● **ESTRATTO DELLA FONTE**
Ma tu che pensi di fare da grande? Nonni e nipoti, generazioni a confronto
In passato era usuale per un giovane mantenersi da solo durante gli studi: questo insegnamento vale anche oggi
«Ormai sei grande, hai quasi finito la scuola. Dopo cosa pensi di fare?». Ecco una delle domande più temute dai ragazzi, alla quale è difficile dare una risposta diretta e sicura e che spesso può essere interpretata come un’inutile pressione.
Probabilmente gli adulti si aspettano che i giovani siano in grado di avere le idee chiare, poiché al loro tempo, soprattutto quello in cui hanno vissuto i nostri nonni, le possibilità, una volta finiti gli studi, non erano tante come oggi.
Infatti solo il fatto di riuscire a portare avanti un percorso scolastico, tale da poter conseguire una laurea, era piuttosto raro e solo poche persone, appartenenti a famiglie più agiate, potevano permetterselo. Quasi tutte le ragazze erano a prescindere escluse dall’istruzione, consapevoli che il loro unico impegno sarebbe stato quello di occuparsi della casa.
La maggior parte dei ragazzi, invece, sapeva fin da subito di essere destinata a compiere lavori manuali, di fatica, il più delle volte in aiuto al padre per il sostentamento della famiglia.
Tra questi, coloro che avessero voluto portare avanti gli studi avrebbero dovuto fare i conti con le spese, impegnandosi per ottenere premi e riconoscimenti.
Questo è il caso di mio nonno Antonio, detto Nonno A, un uomo semplice e dai sani principi.

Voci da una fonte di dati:
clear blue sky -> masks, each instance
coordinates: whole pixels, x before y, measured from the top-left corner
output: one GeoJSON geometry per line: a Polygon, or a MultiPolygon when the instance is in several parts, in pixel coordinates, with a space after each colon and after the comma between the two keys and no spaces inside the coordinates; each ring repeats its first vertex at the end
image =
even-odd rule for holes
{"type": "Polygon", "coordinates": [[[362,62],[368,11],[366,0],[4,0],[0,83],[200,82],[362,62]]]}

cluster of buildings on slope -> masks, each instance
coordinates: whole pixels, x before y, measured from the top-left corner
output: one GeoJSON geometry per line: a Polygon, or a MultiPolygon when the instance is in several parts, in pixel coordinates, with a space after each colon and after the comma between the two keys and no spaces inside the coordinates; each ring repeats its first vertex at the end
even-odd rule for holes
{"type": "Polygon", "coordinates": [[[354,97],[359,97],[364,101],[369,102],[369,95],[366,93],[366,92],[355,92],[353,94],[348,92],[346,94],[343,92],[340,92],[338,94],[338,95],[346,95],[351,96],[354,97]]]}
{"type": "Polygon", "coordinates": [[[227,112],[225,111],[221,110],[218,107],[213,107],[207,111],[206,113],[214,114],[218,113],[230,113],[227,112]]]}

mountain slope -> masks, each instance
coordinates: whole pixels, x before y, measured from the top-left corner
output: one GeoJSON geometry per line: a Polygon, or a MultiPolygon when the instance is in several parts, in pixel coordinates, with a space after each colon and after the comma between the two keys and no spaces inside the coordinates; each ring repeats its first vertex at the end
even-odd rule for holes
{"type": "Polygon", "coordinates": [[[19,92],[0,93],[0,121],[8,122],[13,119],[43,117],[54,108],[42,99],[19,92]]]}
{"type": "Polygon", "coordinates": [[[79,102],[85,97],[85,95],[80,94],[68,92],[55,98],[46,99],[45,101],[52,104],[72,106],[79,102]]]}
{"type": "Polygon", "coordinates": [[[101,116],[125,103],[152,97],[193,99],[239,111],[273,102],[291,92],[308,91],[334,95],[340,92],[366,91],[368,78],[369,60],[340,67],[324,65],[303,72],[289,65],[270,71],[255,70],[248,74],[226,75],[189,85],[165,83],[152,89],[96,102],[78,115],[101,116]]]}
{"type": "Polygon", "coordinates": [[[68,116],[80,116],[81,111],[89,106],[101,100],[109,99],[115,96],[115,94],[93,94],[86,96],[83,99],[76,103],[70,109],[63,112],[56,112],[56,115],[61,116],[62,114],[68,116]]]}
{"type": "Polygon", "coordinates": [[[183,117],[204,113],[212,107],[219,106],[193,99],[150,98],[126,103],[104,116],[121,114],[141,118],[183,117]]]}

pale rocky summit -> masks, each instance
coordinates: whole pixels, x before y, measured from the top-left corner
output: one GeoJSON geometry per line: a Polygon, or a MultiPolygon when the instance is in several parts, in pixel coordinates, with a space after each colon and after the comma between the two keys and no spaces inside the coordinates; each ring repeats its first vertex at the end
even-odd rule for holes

● **ESERCIZI DA SVOLGERE**
#1 Indica se le affermazioni (a), (b) e (c) concordano con il testo su nonni e nipoti. Rispondi sì o no e cita le parole del testo che lo stabiliscono. (a) Quasi tutte le ragazze restavano fuori dall'istruzione. (b) Conseguire una laurea era comune in famiglie di ogni condizione. (c) Il nonno Antonio era chiamato Nonno A.
#2 Prosegui il testo su nonni e nipoti a partire dal punto in cui si interrompe.

● **SOLUZIONI DEGLI ESERCIZI**
#1
(a) Sì: «Quasi tutte le ragazze erano a prescindere escluse dall’istruzione».
(b) No: «era piuttosto raro e solo poche persone, appartenenti a famiglie più agiate, potevano permetterselo».
(c) Sì: «mio nonno Antonio, detto Nonno A».

#2
Lui è cresciuto in una famiglia numerosa, di sei figli, ai quali, con grandi sacrifici, avevano dato la possibilità di ricevere un’istruzione quanto più completa, a patto che rimanesse costante l’aiuto all’interno delle mura di casa.
«Sai Giulia – mi racconta spesso – fin da piccolo ero abituato ad alternare l’impegno scolastico con l’aiuto alla mia famiglia, non dico che fosse facile, ma sapevo che così doveva essere e non mi sono mai opposto né tirato indietro. L’ho sempre fatto senza pretese rendendomi conto di quanto i genitori facessero per me e i miei fratelli».
Crescendo, aveva dimostrato grandi capacità e costanza e aveva dichiarato la sua volontà di andare oltre il diploma delle superiori per conseguire una laurea.
Quindi, dopo aver superato esami, studiando incessantemente e ottenendo borse di studio, perché «era necessario che riuscissi a trovare i soldi per pagarmi i libri e i corsi se avessi voluto raggiungere il mio obiettivo», è riuscito a laurearsi diventando addirittura direttore di banca, senza mai perdere la propria umiltà.
Grazie alla sua determinazione ha potuto così, insieme a nonna, creare la sua famiglia, alla quale non ha mai fatto mancare nulla nonostante le molte difficoltà che si sono presentate loro nel tempo.
Sua moglie, mia nonna Roberta, anche lei soprannominata come Nonna Ro, ha sempre cercato di sostenerlo in questo percorso, rinunciando alla propria carriera per occuparsi di mamma, che era piccola e aveva bisogno della sua presenza.
In questo modo hanno potuto assicurarle una preparazione scolastica completa, così che il suo percorso non fosse condizionato, come era stato per loro, dalla situazione economica-familiare e permettendole di concentrarsi al massimo sul proprio futuro, ottenendo ottimi risultati e soddisfazioni.
«Per far sì che il lavoro di nonno proseguisse senza intoppi e perché mamma non rimanesse sola, essendo figlia unica, ho dovuto rinunciare alla mia carriera», mi dice.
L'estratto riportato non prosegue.